__ЗАДАНИЕ И ТРЕБОВАНИЯ__.
Извлеките из листинга каждую строку, в которой есть слово «query». Регистр букв учитывается.

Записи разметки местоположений

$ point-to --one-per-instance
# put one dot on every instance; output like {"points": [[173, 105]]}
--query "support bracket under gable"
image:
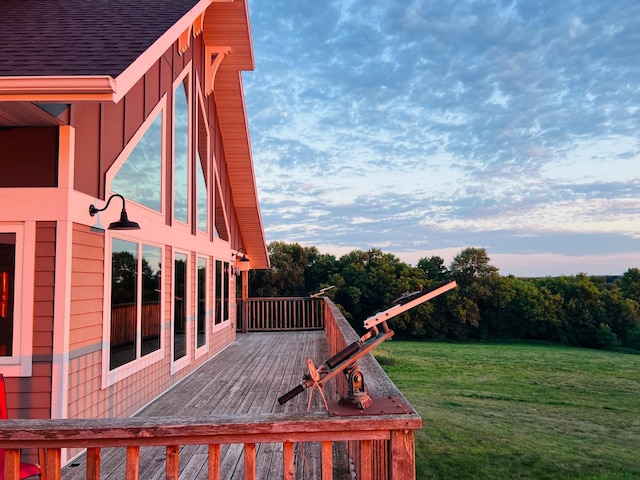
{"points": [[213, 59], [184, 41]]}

--

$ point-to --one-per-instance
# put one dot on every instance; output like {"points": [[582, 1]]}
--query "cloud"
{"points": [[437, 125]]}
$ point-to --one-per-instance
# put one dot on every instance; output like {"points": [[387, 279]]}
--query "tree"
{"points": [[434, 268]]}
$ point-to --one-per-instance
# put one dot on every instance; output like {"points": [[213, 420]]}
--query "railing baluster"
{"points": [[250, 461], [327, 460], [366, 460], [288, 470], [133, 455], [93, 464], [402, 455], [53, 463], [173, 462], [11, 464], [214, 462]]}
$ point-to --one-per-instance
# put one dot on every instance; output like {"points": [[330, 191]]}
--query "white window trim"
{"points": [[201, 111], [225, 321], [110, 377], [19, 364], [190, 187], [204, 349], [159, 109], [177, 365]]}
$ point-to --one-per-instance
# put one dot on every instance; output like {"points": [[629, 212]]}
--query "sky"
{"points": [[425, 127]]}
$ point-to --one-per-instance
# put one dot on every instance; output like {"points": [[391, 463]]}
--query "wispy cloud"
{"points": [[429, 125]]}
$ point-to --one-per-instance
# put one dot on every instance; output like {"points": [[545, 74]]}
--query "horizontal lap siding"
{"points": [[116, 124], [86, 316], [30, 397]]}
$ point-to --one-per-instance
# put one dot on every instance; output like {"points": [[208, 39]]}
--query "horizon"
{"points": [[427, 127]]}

__ОЖИДАЕМЫЙ РЕЗУЛЬТАТ__.
--query "support bracket under gable"
--query "cloud"
--query "tree"
--query "railing baluster"
--query "white window trim"
--query "sky"
--query "wispy cloud"
--query "horizontal lap siding"
--query "horizon"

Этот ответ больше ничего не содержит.